Given data:
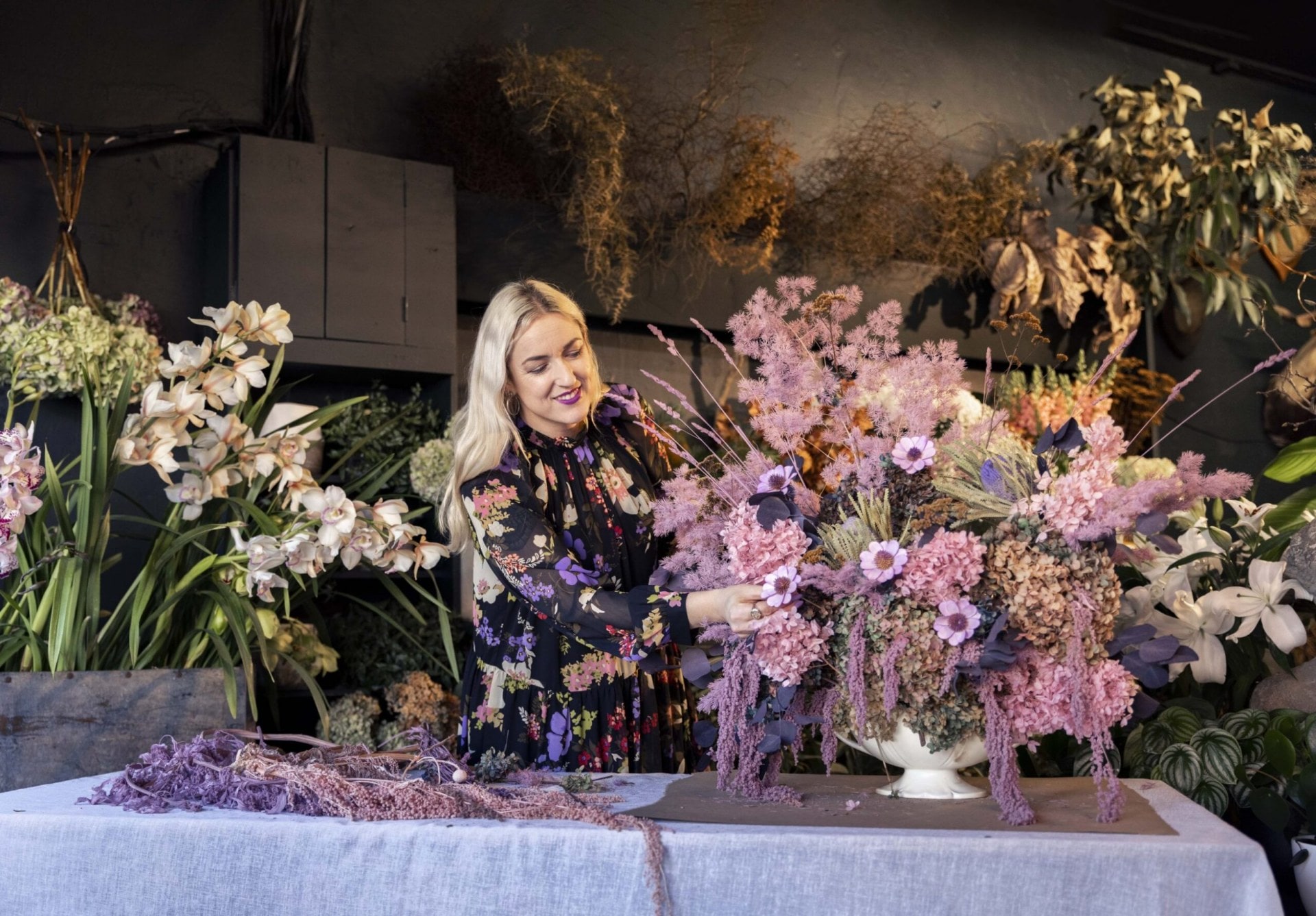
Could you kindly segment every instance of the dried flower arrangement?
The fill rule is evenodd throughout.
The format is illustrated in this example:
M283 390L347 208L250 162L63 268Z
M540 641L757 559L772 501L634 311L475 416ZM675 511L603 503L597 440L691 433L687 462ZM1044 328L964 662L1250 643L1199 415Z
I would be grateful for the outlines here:
M1153 417L1171 397L1174 378L1153 372L1136 357L1120 357L1100 378L1096 363L1083 353L1073 371L1034 366L1030 375L1007 372L995 386L994 407L1005 415L1005 425L1021 438L1036 442L1046 429L1059 429L1070 417L1088 426L1099 416L1115 420L1120 429L1141 430L1129 442L1138 451L1153 432Z
M882 740L904 726L933 750L984 738L1003 816L1029 823L1015 746L1065 729L1091 744L1101 817L1117 817L1105 750L1138 683L1105 648L1121 595L1112 549L1248 479L1204 475L1186 454L1166 474L1121 480L1128 442L1105 416L1048 426L1032 447L995 411L959 421L953 344L903 349L894 301L845 330L859 290L809 299L813 286L782 279L729 322L736 351L758 365L740 396L766 445L730 424L732 449L674 388L680 409L655 401L712 453L686 453L655 508L655 530L676 540L669 587L761 583L783 608L745 640L709 628L720 661L686 653L687 676L709 684L700 709L717 715L720 784L788 802L780 750L797 751L803 726L820 726L828 765L840 733ZM655 433L682 450L672 430ZM801 450L821 459L819 490L799 480ZM1180 649L1167 658L1195 658Z

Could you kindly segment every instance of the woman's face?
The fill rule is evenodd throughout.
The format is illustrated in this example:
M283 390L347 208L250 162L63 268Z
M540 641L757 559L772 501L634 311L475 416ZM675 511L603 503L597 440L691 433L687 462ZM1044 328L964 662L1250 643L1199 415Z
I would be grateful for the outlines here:
M590 345L562 315L541 315L521 332L508 359L508 384L530 429L575 436L590 413Z

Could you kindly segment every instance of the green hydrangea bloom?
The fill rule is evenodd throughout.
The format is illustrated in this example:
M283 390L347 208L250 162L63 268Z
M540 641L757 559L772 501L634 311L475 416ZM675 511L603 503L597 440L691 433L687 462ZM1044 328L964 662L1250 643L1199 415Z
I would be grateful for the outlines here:
M0 371L41 396L82 394L84 371L99 400L113 400L128 375L139 392L157 378L161 358L154 312L138 296L96 304L100 312L80 299L46 303L0 279Z
M412 492L434 505L443 501L443 488L451 474L453 442L446 436L430 440L412 455Z

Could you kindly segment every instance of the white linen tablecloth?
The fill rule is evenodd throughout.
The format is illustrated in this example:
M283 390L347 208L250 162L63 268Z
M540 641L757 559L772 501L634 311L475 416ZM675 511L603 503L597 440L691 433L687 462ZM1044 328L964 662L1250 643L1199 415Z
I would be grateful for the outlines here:
M0 794L0 916L650 913L644 840L565 821L134 815L105 776ZM624 776L617 807L680 776ZM667 892L697 913L1271 916L1261 846L1162 783L1177 837L667 823Z

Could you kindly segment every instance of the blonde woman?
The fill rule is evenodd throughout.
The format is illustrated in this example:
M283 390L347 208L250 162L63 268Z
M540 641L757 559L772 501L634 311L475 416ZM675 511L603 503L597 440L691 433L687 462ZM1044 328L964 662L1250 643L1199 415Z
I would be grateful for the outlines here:
M725 621L750 632L775 608L758 586L649 586L669 472L632 388L604 386L571 299L509 283L480 321L441 515L474 542L475 644L462 742L524 766L690 771L691 703L676 645Z

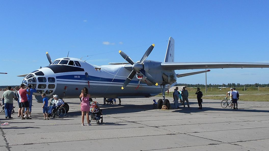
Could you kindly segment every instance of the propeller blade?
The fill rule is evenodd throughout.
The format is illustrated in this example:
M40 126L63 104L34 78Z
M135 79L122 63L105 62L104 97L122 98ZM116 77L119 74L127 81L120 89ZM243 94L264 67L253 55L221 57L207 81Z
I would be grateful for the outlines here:
M148 55L149 55L150 54L151 52L155 46L155 44L153 44L150 46L148 50L147 50L146 52L145 53L145 54L144 54L144 55L142 57L142 58L141 58L141 60L139 62L139 64L142 64L143 62L145 61L145 60L146 60L147 58L148 57Z
M134 64L134 62L133 61L132 59L131 59L129 56L128 56L126 54L124 53L121 50L120 50L119 51L119 53L121 55L121 56L125 60L128 62L130 63L132 65Z
M147 79L150 82L156 86L158 85L158 83L156 82L156 81L155 80L155 79L151 75L148 73L147 72L145 71L145 70L144 69L141 69L139 71L139 72L141 72L143 75L146 77Z
M132 72L130 73L130 74L129 76L128 76L128 77L127 77L127 78L125 80L125 81L124 81L124 83L123 84L123 85L122 85L122 86L121 87L122 89L123 89L125 88L125 87L127 86L127 85L129 84L130 83L130 81L132 80L132 79L134 77L134 75L135 75L136 74L136 72L134 71L134 70L133 70L132 71Z
M51 62L51 59L50 58L50 56L49 56L49 53L46 52L46 55L47 55L47 58L48 58L48 60L49 60L49 64L51 64L52 62Z

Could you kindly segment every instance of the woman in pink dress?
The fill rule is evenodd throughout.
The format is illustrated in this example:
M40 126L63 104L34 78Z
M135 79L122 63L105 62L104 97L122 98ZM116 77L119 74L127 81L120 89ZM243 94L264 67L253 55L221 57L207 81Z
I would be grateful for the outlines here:
M90 111L90 102L89 102L89 100L90 97L90 94L89 94L88 92L88 89L86 87L83 88L82 90L81 90L81 94L79 96L79 98L82 98L80 110L81 110L81 120L82 122L81 125L82 126L84 125L84 117L85 112L86 112L88 125L90 125L90 119L89 118L89 111Z

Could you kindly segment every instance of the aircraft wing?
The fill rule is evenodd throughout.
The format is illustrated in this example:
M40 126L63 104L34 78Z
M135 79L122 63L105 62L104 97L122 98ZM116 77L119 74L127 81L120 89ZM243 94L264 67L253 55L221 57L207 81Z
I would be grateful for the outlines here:
M269 68L269 63L250 62L162 62L162 67L167 70L214 68Z

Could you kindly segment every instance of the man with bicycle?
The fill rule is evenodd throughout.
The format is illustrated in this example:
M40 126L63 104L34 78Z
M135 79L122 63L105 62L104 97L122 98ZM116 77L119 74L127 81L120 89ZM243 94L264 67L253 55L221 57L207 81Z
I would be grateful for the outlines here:
M239 94L238 91L235 90L235 88L233 88L233 91L232 92L232 99L233 100L233 109L238 109L237 107L238 107L237 100L239 98ZM236 105L236 108L235 108Z
M229 94L229 96L230 97L230 100L232 99L232 92L233 91L233 88L231 88L230 89L230 91L229 92L227 92L227 94L226 94L226 98L225 98L227 100L228 100L228 94ZM229 107L231 108L233 108L233 103L231 103L231 106Z

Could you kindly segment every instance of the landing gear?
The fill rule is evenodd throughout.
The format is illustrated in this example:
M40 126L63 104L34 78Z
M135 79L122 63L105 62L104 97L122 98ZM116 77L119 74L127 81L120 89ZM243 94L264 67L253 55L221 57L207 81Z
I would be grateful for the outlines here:
M167 107L167 109L170 109L170 102L168 99L165 99L165 88L166 85L161 85L161 90L162 94L162 99L159 99L158 100L157 104L157 107L158 109L161 109L163 105L165 105Z

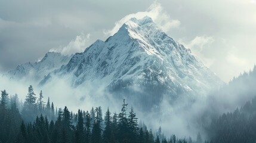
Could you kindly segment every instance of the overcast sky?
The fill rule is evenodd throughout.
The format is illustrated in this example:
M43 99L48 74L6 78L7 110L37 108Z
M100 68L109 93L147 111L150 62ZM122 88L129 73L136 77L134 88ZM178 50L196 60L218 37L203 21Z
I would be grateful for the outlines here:
M254 0L0 0L0 71L83 51L147 15L225 82L256 63Z

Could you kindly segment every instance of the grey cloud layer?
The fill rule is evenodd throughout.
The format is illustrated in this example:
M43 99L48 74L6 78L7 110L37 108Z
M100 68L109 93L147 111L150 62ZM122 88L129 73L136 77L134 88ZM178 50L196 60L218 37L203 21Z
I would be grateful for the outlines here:
M104 40L109 35L104 32L112 29L115 22L129 14L147 11L153 2L2 1L0 70L37 60L51 49L66 47L81 33L90 35L87 45L97 39ZM256 5L253 1L157 2L171 19L180 21L178 27L167 33L191 46L187 48L224 81L256 63ZM192 45L193 41L198 43Z

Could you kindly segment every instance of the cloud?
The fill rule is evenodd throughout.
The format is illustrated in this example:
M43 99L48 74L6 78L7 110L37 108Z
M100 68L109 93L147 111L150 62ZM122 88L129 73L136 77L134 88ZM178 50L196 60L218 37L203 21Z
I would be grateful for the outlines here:
M110 30L105 30L106 35L113 35L118 30L124 23L132 17L140 19L145 16L151 17L153 21L164 31L168 32L172 28L178 27L181 23L178 20L172 20L169 14L163 9L161 4L153 2L146 11L140 11L127 15L124 18L115 22L114 27Z
M214 38L211 36L196 36L190 42L190 43L187 45L187 47L192 49L196 50L197 51L201 52L205 45L211 44L214 41Z
M71 55L76 52L83 52L88 46L90 36L90 34L85 35L82 33L81 35L77 36L75 40L69 42L66 46L53 48L50 51L60 52L63 55Z
M206 56L203 53L206 47L211 45L214 42L214 39L212 37L197 36L187 43L186 43L182 39L180 39L179 41L184 43L184 45L187 48L191 49L192 52L199 57L206 67L210 67L216 60L215 58Z
M236 66L244 66L245 65L249 65L246 59L239 57L238 54L238 51L237 49L233 48L227 54L226 60L228 63Z

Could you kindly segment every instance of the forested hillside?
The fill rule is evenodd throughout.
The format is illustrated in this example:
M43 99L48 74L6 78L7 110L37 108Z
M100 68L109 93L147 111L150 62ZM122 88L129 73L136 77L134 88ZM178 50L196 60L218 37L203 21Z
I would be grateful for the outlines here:
M191 138L178 139L174 135L166 138L161 128L154 132L144 125L139 126L136 113L132 107L128 110L125 100L119 113L107 109L103 114L100 106L73 113L67 107L54 108L49 98L45 104L42 91L38 98L35 95L30 85L21 105L17 105L21 103L17 95L9 96L5 90L1 91L1 143L192 142Z

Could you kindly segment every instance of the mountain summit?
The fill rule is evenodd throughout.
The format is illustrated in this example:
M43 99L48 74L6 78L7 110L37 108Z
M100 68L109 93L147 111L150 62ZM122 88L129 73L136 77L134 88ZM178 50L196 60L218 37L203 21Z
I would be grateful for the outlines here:
M97 40L84 52L75 54L41 84L55 76L66 77L75 87L97 82L113 96L136 101L146 108L163 99L193 100L223 84L189 49L149 17L131 18L106 41Z
M100 81L112 94L144 101L146 107L157 104L164 95L170 102L193 99L223 84L149 17L131 18L105 42L97 41L51 74L69 77L74 86Z

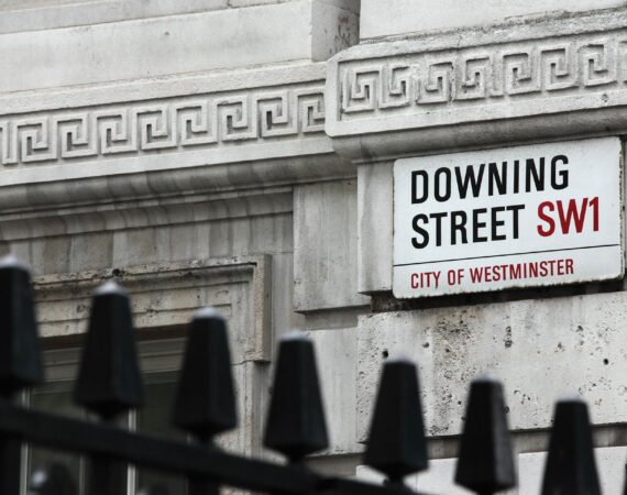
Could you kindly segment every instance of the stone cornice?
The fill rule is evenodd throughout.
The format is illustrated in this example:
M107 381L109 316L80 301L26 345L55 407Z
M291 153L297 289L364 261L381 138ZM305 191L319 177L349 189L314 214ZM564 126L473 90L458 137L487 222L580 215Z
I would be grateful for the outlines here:
M81 208L352 174L326 136L324 64L0 97L0 207Z
M627 12L350 48L327 133L355 161L627 129Z

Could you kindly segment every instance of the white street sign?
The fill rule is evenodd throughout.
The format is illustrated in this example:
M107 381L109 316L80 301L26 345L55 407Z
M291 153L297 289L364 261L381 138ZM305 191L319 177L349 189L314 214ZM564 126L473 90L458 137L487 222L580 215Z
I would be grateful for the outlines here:
M424 156L394 165L394 295L619 278L618 138Z

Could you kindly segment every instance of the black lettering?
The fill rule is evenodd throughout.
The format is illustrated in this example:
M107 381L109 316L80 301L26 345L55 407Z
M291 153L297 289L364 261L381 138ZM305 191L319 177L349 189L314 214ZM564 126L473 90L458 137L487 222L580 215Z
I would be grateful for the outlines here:
M487 213L487 208L476 208L474 210L472 210L472 220L473 220L473 226L472 226L472 240L473 242L487 242L487 237L486 235L480 235L479 234L479 230L480 229L485 229L486 223L485 222L480 222L479 221L479 216L480 215L485 215Z
M418 176L422 177L422 196L418 197ZM411 170L411 205L419 205L427 200L429 193L429 175L425 170Z
M492 209L492 240L493 241L505 241L507 235L498 234L497 230L499 227L505 226L505 220L497 220L496 215L501 211L505 211L505 207L494 207Z
M558 162L568 165L569 158L565 155L558 155L553 156L553 160L551 160L551 187L560 190L569 187L569 170L565 169L558 172ZM560 176L560 180L558 180L558 175Z
M441 191L442 180L441 176L444 175L444 194ZM448 201L451 198L451 170L448 168L438 168L433 178L433 196L436 201Z
M507 211L512 211L512 219L514 223L514 239L518 239L518 213L524 209L525 205L512 205L506 208Z
M462 238L461 243L468 244L466 220L468 216L465 211L451 211L451 245L455 245L458 243L458 232Z
M501 170L498 170L496 163L488 164L487 179L488 196L494 196L495 188L499 195L507 194L507 162L501 164Z
M544 190L544 157L540 157L539 169L536 167L534 158L527 158L527 193L531 193L531 176L534 176L534 184L536 190Z
M446 216L446 211L429 215L430 218L436 220L436 245L442 245L442 219Z
M425 229L422 229L418 222L422 221L424 223L429 223L429 218L426 215L417 215L416 217L414 217L414 220L411 221L411 224L414 227L414 231L417 232L418 234L422 235L422 240L418 241L418 238L411 238L411 245L414 248L416 248L417 250L421 250L422 248L425 248L427 244L429 244L429 232L427 232Z
M474 167L472 165L468 165L465 167L465 176L462 178L462 170L460 167L455 167L455 178L458 180L458 189L460 193L460 198L465 199L469 187L472 189L472 196L474 198L479 197L481 191L481 183L483 179L483 169L485 168L485 164L482 163L479 166L479 174L475 175Z
M514 194L518 194L520 190L520 162L518 160L514 161Z

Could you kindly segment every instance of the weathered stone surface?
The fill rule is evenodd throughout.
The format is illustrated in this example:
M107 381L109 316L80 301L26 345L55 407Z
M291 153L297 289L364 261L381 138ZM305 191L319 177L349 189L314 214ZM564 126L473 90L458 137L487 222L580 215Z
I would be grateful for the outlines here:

Given instruction: Change "stone" to "granite" in the items from the line with "Could you kindly segment every instance of the weathered" up to and including the last line, and give those lines again with nothing else altered.

Solution to the exercise:
Could you kindly segment every instance of the weathered granite surface?
The fill rule is evenodd throughout.
The format is illustrated in this example:
M107 381L109 316L80 301L26 345L55 407Z
M291 153L297 289L364 261L381 138ZM305 191L319 177L349 189L314 214ZM564 126L473 90L458 137L487 222L580 215Z
I would be grateful for the outlines here:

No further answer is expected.